EXERCISE DATA:

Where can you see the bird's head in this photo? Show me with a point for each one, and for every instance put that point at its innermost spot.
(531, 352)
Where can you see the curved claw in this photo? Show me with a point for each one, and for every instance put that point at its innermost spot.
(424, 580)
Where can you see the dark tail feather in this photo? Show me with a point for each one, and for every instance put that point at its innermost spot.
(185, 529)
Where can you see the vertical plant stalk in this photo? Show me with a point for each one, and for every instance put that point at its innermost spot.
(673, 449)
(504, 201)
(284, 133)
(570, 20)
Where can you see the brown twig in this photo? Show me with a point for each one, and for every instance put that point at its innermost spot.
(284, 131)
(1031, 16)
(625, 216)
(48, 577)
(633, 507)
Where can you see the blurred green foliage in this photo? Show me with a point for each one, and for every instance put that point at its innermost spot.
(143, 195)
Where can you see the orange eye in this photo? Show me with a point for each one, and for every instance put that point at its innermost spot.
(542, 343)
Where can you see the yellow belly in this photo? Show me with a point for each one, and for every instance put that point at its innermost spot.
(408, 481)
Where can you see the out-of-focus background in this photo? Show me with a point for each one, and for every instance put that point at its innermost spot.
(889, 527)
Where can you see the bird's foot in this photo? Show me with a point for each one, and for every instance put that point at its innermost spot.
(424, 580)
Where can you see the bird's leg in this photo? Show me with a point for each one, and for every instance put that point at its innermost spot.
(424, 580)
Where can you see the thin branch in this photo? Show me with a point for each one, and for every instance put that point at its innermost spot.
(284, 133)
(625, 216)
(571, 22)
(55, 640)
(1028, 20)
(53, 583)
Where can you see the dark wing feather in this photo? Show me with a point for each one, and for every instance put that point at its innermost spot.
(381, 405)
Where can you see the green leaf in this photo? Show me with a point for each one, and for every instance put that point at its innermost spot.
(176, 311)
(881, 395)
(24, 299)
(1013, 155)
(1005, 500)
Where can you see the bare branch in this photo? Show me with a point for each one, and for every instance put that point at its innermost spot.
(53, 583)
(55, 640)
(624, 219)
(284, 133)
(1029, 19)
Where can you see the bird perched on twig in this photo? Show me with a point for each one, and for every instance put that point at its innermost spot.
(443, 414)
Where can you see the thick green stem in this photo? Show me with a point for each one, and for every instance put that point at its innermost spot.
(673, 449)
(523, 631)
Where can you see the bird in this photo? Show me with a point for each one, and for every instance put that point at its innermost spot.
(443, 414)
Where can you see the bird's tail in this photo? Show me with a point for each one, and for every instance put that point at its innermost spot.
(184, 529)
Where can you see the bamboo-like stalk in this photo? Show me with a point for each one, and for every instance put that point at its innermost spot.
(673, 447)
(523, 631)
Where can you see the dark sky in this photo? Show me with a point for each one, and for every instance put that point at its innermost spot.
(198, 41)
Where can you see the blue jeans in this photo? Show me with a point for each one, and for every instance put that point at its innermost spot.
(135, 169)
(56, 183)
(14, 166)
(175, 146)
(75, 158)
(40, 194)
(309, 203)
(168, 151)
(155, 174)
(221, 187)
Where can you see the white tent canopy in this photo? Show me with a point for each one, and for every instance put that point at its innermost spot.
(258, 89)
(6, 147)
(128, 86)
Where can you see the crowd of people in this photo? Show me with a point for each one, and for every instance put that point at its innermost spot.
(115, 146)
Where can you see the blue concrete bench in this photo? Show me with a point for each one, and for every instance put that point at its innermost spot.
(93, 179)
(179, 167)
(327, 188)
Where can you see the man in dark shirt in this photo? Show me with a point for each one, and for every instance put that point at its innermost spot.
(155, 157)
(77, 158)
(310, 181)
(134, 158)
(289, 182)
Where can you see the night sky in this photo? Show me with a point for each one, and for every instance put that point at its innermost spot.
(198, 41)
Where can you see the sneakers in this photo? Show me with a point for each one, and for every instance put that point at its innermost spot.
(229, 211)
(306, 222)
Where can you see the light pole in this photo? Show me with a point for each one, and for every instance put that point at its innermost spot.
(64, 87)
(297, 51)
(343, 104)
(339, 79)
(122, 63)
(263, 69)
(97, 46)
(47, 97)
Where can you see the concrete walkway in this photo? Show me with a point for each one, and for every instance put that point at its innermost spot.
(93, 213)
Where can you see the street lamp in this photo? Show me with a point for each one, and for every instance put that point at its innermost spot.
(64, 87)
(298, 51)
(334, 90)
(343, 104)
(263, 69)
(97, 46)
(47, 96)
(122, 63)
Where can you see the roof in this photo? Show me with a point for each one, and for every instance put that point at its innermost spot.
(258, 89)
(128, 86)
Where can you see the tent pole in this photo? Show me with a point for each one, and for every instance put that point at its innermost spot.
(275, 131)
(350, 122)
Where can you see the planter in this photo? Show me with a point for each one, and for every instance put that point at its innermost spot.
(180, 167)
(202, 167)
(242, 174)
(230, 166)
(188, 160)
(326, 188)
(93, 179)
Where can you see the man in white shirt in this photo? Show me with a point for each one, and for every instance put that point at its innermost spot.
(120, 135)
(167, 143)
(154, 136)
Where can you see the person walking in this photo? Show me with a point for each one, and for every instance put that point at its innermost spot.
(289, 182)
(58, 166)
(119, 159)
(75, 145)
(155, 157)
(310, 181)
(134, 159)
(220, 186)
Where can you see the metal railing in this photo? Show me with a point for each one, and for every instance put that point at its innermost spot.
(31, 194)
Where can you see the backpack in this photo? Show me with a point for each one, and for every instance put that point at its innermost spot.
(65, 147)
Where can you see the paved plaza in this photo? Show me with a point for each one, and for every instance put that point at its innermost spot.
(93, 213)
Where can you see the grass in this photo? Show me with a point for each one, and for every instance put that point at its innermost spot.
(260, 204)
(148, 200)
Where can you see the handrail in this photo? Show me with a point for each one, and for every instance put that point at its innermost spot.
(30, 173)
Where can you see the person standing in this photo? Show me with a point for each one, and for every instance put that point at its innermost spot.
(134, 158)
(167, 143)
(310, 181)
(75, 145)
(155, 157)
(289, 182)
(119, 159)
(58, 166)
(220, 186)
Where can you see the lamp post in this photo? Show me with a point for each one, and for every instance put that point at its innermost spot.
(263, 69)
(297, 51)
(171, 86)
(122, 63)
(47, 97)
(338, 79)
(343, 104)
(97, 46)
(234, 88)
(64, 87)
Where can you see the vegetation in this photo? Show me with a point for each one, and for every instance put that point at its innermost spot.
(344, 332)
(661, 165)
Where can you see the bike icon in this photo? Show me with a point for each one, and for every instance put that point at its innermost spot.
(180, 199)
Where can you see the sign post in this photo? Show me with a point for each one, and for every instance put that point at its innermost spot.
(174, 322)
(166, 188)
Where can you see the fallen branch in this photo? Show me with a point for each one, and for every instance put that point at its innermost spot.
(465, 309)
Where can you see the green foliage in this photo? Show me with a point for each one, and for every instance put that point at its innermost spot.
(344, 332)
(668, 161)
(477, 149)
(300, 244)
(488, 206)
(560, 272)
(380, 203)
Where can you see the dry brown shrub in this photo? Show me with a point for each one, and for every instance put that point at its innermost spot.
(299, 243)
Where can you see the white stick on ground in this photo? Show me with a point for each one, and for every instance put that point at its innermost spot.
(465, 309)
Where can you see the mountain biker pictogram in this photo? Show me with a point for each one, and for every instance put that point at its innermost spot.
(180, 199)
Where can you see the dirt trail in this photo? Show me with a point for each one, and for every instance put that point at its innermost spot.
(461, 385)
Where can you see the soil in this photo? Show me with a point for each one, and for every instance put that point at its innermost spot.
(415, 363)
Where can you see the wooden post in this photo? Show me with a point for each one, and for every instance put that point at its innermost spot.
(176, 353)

YOUR GOAL: Your task is to output the material above exactly.

RESULT BELOW:
Where can you see the bird's head in this photo? Show me with a point for each one, and for every instance put that point at its innermost spot.
(531, 352)
Where can you see the curved claw in this photo? Show me with a point for each one, and for every instance put that point at its innermost spot.
(424, 580)
Where can you see the dark tail feather in this photo? Show me with a point for each one, and for every instance put that point at its innermost spot.
(185, 529)
Where can you see the vertical plant stalk in this photo? Show me with a point for each one, and for every instance put that point at its innermost spot.
(673, 449)
(504, 201)
(284, 133)
(570, 20)
Where can you see the brown twig in this photo? Show me with a point for each one, and for every instance put that point at its innermost spot.
(284, 131)
(1031, 16)
(625, 216)
(48, 577)
(633, 507)
Where can you see the blurred green foliage in this photo? Show me with a point for each one, and for every instance put that point at its innermost spot.
(143, 195)
Where can you see the orange eye in this photo? Show me with a point for each one, and for every instance put that point at its innermost spot.
(542, 343)
Where can you see the yellow belly in this photo? Show me with a point for each one, and for every instance put that point at its innermost spot.
(408, 481)
Where can you see the out-of-focus background in this photo? Show me with a point for each one, and for every instance put that point at its innermost spot.
(889, 527)
Where can you see the bird's foot in this photo? Show me with a point for each one, and for every instance put that point at its innermost spot.
(424, 580)
Where can you see the bird's leg in this photo? Show me with a point for each one, and for every instance put that point at its innermost spot.
(424, 580)
Where can you see the thin branch in this photo? Show me with a point for each one, and for every instance put that point at its innermost spot.
(284, 133)
(625, 216)
(571, 22)
(55, 640)
(1028, 20)
(53, 583)
Where can you see the dark wing feather in this photo? Show me with a point for each one, and for every instance put that point at its innermost spot.
(381, 405)
Where can you see the green leaf in this photo? Show me with a point for each one, and for every instance put that point at its innermost spot.
(176, 311)
(881, 395)
(24, 299)
(1013, 155)
(1005, 500)
Where can you see the bare branch in this photo? Show me with a point for each one, and for every instance put that point at its innermost spot.
(53, 583)
(55, 640)
(624, 219)
(284, 133)
(1029, 19)
Where can you see the bird perched on twig in this photo? Show me with a point for each one, and for every instance put that point at its innermost spot.
(443, 414)
Where can you see the thick green stem in this photo? Show me with a point for each one, and for every instance put that point at its innermost spot.
(673, 449)
(523, 631)
Where can you see the bird in this photo? Show me with a point for each one, and for every instance put that point at its innermost spot.
(443, 414)
Where can you see the bird's tail in this photo? Show me with a point for each one, and for every instance put that point at its innermost spot.
(184, 529)
Where can you see the bamboo-like stalk in this photo? Show me with a point for each one, and for every instance put that point at its innermost spot.
(673, 447)
(523, 631)
Where can you see the dark sky in this photo? Show me with a point for each one, and for every instance put that point at its innermost spot.
(198, 41)
Where can you see the blue jeans in this photo? Show me with a point for each one, and for every instance put that point at its innermost spot.
(135, 169)
(56, 183)
(14, 166)
(175, 146)
(75, 158)
(40, 194)
(309, 203)
(168, 151)
(155, 174)
(221, 187)
Where can you see the white tent canopy in this photo? Show me with a point for each one, and for every instance put that point at its innermost spot.
(258, 89)
(6, 147)
(128, 86)
Where can you see the crowd of people in this photo? Show me with a point for each one, and for every instance put that point at its innermost spot.
(115, 146)
Where can you see the blue concrete bench in this photo? Show me with a point for each one, and for every instance put that point at its innermost spot.
(93, 179)
(179, 167)
(327, 188)
Where can you see the man in dark shirt in this photo? Show me with a point for each one, and for every instance put that point at its innermost spot.
(155, 157)
(77, 158)
(310, 181)
(134, 158)
(289, 182)
Where can you see the night sky in this photo? Show me with a point for each one, and for every instance put that point at its innermost spot.
(198, 41)
Where can you see the sneakers in this photo? Show me with a point for each one, and for every instance put that point at its innermost spot.
(229, 211)
(306, 222)
Where can you see the light pole in this photo? Show me with a point for each one, and for every instance put that point at its innermost spot.
(64, 87)
(297, 51)
(343, 104)
(339, 79)
(122, 63)
(263, 69)
(97, 46)
(47, 97)
Where can you see the concrete walkway in this photo? Show me with a point for each one, and for every instance put that point at its innermost spot.
(93, 213)
Where can you see the street lamp in this photo? Show me with a point for each one, and for every instance put that point at its innermost spot.
(64, 87)
(298, 51)
(334, 90)
(343, 104)
(263, 69)
(97, 46)
(47, 96)
(122, 63)
Where can you see the roof in this photo? Show me with a point for each one, and for every instance put that point at its innermost spot.
(258, 89)
(128, 86)
Where can you see the tent pole in this photo? Show me with a point for each one, and for every instance put that point at its innermost spot.
(275, 131)
(350, 122)
Where can you see the planter in this photo? Show me with a point for each one, and for every instance put that point at its innermost spot.
(180, 167)
(202, 167)
(242, 174)
(230, 166)
(188, 160)
(326, 188)
(93, 179)
Where can you see the man in white shirt in this photo? Show me with a point for each one, and for every instance put that point at its innermost spot.
(120, 135)
(167, 143)
(154, 136)
Where can you see the person walking in this photo? Show me with a point for each one, and for every instance put that point at its innermost spot.
(289, 182)
(58, 166)
(119, 159)
(75, 145)
(155, 157)
(310, 181)
(134, 159)
(220, 186)
Where can you see the metal railing in this photo? Show me with a point for each one, and for every instance put that point at its innermost spot.
(31, 194)
Where can you see the backpack in this photo? Show me with a point for each one, and for every instance put that point at its innermost spot.
(65, 147)
Where can you see the paved plaza in this photo? Show me with a point for each one, and for every instance put that point at its innermost spot.
(93, 213)
Where can you see the grass in this photo? Show me with a point for each one, and for every instance put that point at its innermost spot.
(260, 204)
(148, 200)
Where can you see the handrail in this photo? Show me with a point for each one, and for every instance put that point at its innermost spot.
(30, 173)
Where can you see the person standing in this photo? Show me with a point for each one, and for every instance put that point at its innermost spot.
(134, 158)
(167, 143)
(310, 181)
(75, 145)
(155, 157)
(289, 182)
(119, 159)
(58, 166)
(220, 186)
Where can you see the lamp post in this photo? Show me with a point for each one, and for every instance put that point at its innermost spot.
(263, 69)
(297, 51)
(171, 86)
(122, 63)
(47, 97)
(338, 79)
(343, 104)
(97, 46)
(234, 88)
(64, 87)
Where can you see the vegetation in this photo? Show me with a point for each one, and for every instance put that point at its innermost spot.
(344, 332)
(661, 165)
Where can you see the bike icon in this photo? Show me with a point for each one, and for every instance put that point at its innermost spot.
(180, 199)
Where can you see the sign post in this photo? Show me with a point for each one, and for every instance put that point at its innermost spot.
(174, 322)
(166, 188)
Where can you see the fallen branch in this photo? Show me with a point for each one, and for every instance put that point at its innermost spot.
(465, 309)
Where can you see the green foliage in this photo? Show me with a point for each one, and for every instance put that point at its innermost spot.
(344, 332)
(668, 161)
(477, 149)
(300, 244)
(488, 206)
(560, 272)
(380, 203)
Where can you see the dry brown shrub in this photo? Show me with a point for each one, and for every instance put that point at its innermost spot.
(299, 243)
Where can you see the white stick on ground in this photo? Show me with a point for each one, and for every instance put that point at its innermost spot.
(465, 309)
Where can you see the mountain biker pictogram in this photo? Show me with a point for each one, and for every instance put that point at its innermost spot.
(180, 199)
Where can you see the dirt trail in this photo? Show me with a point for each one, and for every instance put that point at its innermost spot.
(461, 385)
Where can you see the soil in this photo? Show me with a point for each one, and for every instance put that point at its innermost spot.
(415, 363)
Where can you see the wooden post in this photo? Show me with a point for each one, and for every instance put that point at its innermost spot.
(176, 353)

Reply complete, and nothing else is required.